▸ Written problem:
Copy the records starting with the line that contains "Mark every instance of the dense" and going on through the line that contains "x=125 y=109", substituting "stone building" for "brick building" and keeping everything else the same.

▸ Supplied information:
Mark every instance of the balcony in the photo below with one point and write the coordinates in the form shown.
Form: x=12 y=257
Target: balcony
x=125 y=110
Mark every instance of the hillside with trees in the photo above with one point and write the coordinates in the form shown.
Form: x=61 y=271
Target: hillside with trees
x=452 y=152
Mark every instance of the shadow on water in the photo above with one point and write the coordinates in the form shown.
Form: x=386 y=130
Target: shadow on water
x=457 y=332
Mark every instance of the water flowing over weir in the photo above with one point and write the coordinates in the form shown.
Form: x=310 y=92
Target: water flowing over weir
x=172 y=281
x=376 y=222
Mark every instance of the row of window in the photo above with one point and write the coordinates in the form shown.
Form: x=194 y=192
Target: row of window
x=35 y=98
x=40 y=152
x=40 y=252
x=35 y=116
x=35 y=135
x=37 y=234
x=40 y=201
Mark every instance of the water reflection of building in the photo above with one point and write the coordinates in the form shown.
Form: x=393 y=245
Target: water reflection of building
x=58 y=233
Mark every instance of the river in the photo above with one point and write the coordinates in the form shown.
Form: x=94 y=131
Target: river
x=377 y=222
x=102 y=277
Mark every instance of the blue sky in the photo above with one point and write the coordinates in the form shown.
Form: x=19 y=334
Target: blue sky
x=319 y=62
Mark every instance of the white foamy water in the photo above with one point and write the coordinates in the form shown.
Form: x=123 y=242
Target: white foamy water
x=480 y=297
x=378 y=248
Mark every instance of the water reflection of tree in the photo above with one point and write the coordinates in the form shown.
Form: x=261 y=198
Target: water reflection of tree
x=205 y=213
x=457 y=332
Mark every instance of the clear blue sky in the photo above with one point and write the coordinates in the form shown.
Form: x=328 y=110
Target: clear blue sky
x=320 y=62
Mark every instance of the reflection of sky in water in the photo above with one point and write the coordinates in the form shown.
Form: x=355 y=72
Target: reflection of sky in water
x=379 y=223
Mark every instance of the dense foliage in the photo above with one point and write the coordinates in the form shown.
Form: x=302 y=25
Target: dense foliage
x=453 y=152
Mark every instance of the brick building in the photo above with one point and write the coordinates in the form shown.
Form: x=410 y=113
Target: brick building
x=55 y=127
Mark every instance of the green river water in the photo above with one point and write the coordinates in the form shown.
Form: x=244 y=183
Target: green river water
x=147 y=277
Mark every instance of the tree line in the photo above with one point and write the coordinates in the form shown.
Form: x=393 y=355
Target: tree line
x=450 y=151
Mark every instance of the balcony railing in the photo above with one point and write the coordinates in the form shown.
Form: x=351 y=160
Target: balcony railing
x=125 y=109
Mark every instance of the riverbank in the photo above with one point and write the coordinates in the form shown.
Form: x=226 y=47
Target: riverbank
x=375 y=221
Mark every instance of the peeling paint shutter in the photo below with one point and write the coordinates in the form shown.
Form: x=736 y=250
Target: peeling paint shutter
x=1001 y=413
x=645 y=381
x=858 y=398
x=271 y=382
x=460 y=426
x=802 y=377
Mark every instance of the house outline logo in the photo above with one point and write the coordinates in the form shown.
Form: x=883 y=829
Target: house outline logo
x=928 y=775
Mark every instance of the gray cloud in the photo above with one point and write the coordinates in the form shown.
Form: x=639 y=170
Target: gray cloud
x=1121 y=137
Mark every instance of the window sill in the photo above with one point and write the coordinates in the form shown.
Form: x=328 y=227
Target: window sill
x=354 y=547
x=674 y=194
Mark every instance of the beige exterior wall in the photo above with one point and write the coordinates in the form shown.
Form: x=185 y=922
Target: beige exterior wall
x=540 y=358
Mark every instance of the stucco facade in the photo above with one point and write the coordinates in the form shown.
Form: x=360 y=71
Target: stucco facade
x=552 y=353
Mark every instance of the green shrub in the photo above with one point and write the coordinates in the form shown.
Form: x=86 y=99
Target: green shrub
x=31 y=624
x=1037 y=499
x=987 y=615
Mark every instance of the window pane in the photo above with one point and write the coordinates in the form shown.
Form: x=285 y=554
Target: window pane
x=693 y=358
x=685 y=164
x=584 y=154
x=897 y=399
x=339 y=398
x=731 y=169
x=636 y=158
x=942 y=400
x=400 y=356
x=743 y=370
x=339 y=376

▸ Final result:
Mark every instance of the dense foliage in the photo above with one point and write the coordinates in the form shown.
Form: x=302 y=25
Target: dense foliage
x=453 y=152
Mark every instance of the stone building in the photo above with one point and write the coordinates in the form shown.
Form: x=410 y=113
Target: stone building
x=55 y=127
Mark every instance of the green river water in the photo above with one point and write the coordinates in the form shown.
Form: x=244 y=183
Target: green river water
x=147 y=277
Mark every instance of the tree line in the photo above with one point and write the coordinates in the form shown.
Form: x=393 y=355
Target: tree line
x=450 y=151
Mark every instance of the balcony railing in the photo above with one point and write the coordinates in the form shown.
Form: x=351 y=160
Target: balcony railing
x=125 y=109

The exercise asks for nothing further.